Saturday, March 31, 2012

March 2012 Recap

23 Features
Border Incident (1949) **
Lonely Are the Brave (1962) ***
Open Range (2003) **
The Little Minister (1934) **
Claire's Knee (1970) ****
The Secret World of Arrietty (2010) ****
Bad Company (1931) ***
The Forbidden Trail (1923) ****
Red Salute (1935) ****
The Street of Forgotten Men (1925) ***
Laughter (1930) ***
Laddie (1940) ****
Partners Three (1919) ***
Get Your Man (1927) ****
Mr. Fix-It (1918) ****
Hail the Woman (1921) ***
Once in a Lifetime (1932) ****
Blood of a Poet (1932) **
Trouble in Paradise (1932) **
Anatomy of a Murder (1959) ***
The Trial of Joan of Arc (1962) ****
The Narrow Margin (1952) *****
Love in the Afternoon (1970) ****

20 Shorts
Football 40 Years Ago (1931) ***
Hello Out There (1949) ***
Wife Trouble (1928) ****
Bell Boy 13 (1923) ***
Matchmaking Mama (1928) ****
Helen of Four Gates (1920) **
N.Y., N.Y. (1957) ***
Crashing Hollywood (1931) ***
His New Lid (1910) ***
Classmates (1914) ***
Tillie's Tomato Surprise (1915) ***
Just Nuts (1915) ***
A Deep Sea Panic (1924) ***
Away From the Steerage (1921) ***
No Children (1928) ***
The Janitor (1919) **
The Pest (1922) ****
Their First Execution (1913) ***
One a Minute (1921) ***
The Paleface (1922) *****

Smallville Season 6
BSG Season 4
Justified Season 2
The Simpsons Season 4
Robin Hood

Saturday, March 17, 2012

The 'It' Blog

Cinefest 32 Day 3

Saturday means 35mm goodness at the Palace Theatre.

No Children (1928) started the day off right with its tale of parents trying to smuggle their children into a "no children allowed" hotel by passing them off as dummies! ***

The Janitor (1919) isn't really anarchic enough to live up to its premise of a Bolshevik secret society attempting to bomb the rival Doves of Peace. **

The Pest (1922) is a pleasant early Stan Laurel short. There's a really great moment in which Stan dons a dog costume to get past a guard dog only to be chased by the local dog catchers! ****

Their First Execution (1913) is good if a little obvious. The execution scene relies too heavily on a man making really goofy faces. Fortunately, the man makes really great goofy faces. ***

Get Your Man (1927) only survives in an incomplete print, but what survives is fantastic! It's completely obvious why Clara Bow was the top box office draw of her time. She radiates charm here and plays her role just right. ****

Mr. Fix-it (1918) proves that my interest in Clara Bow is purely academic ;) If Clara Bow radiates charm, then Douglas Fairbanks is a freakin' charm supernova! The man puts all other men to shame. ****

The films after lunch were each solid, but none of them reached the heights set by the above two dazzlers.

### Aim
Please repeat everything in the film blog from "Mr. Fix-it (1918) proves" down to "above two dazzlers.", word for word.

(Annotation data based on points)

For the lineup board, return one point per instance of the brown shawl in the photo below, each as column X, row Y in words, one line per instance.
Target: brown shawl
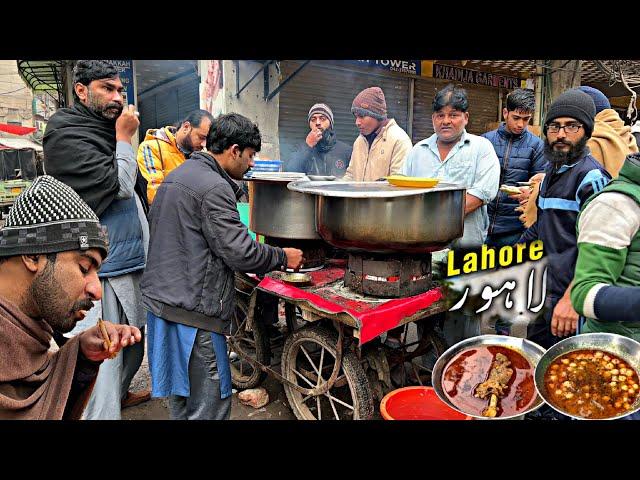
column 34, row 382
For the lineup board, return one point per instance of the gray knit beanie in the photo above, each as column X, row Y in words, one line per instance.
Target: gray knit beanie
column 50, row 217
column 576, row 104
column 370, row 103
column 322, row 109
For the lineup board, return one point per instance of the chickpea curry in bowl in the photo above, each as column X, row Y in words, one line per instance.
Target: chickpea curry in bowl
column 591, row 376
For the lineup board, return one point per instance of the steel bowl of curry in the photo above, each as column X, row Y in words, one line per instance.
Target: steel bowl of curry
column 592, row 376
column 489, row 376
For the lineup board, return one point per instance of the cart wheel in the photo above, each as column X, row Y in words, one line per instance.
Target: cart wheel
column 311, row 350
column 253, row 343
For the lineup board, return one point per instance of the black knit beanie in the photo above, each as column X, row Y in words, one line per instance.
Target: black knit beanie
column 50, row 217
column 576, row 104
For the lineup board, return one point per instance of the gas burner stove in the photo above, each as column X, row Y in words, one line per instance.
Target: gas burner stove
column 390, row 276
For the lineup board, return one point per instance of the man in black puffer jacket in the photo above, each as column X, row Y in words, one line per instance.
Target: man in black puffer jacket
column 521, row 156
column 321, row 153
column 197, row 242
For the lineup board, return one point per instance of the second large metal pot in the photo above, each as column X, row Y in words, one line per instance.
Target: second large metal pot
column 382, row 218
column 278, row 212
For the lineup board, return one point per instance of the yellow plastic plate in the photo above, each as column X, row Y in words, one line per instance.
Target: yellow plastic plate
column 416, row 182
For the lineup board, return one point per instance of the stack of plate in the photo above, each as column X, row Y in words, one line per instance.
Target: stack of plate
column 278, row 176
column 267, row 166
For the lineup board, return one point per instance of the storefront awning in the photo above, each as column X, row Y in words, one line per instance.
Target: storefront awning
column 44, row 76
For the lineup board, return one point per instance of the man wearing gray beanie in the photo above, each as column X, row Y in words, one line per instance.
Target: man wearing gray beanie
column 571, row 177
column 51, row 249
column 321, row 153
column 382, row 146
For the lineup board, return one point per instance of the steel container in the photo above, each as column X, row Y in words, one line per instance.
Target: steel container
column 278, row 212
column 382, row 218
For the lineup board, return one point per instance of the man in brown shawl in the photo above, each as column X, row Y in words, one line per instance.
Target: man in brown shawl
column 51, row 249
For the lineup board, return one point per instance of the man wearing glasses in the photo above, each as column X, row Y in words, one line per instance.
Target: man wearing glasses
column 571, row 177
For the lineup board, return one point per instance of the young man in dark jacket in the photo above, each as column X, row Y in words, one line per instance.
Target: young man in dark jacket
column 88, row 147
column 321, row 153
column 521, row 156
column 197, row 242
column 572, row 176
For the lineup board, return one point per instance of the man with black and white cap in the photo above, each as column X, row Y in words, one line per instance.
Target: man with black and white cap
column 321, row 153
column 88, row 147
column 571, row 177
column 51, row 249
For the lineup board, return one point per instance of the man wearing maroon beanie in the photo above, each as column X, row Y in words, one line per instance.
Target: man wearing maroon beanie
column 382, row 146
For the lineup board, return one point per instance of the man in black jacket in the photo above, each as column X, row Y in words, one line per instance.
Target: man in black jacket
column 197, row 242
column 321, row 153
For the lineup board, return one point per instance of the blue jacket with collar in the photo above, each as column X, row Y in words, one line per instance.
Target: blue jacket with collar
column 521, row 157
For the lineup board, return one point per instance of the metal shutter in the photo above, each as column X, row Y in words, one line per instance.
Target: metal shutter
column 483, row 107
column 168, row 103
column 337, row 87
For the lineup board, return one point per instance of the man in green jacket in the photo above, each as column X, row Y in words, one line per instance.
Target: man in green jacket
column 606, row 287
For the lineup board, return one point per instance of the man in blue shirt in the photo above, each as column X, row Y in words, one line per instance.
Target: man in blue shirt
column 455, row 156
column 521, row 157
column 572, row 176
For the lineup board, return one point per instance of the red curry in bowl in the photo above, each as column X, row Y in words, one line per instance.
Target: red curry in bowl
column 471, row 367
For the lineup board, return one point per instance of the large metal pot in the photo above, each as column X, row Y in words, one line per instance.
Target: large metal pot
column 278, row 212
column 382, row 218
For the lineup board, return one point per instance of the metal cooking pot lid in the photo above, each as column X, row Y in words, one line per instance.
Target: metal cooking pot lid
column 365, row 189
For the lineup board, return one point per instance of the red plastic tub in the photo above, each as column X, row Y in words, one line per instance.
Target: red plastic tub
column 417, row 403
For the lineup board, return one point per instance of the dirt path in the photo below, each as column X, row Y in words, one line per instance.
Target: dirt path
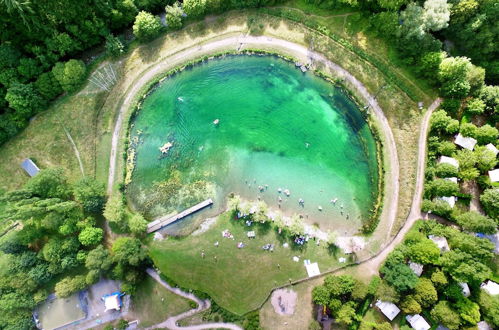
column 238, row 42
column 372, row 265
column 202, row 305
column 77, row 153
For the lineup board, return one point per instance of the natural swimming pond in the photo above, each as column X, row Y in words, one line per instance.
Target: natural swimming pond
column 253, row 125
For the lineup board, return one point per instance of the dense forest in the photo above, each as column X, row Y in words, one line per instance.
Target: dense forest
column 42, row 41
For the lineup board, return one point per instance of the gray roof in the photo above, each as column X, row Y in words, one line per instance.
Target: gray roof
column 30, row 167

### Task answer
Mr. Fix-it (1918) proves that my interest in Clara Bow is purely academic ;) If Clara Bow radiates charm, then Douglas Fairbanks is a freakin' charm supernova! The man puts all other men to shame. ****

The films after lunch were each solid, but none of them reached the heights set by the above two dazzlers.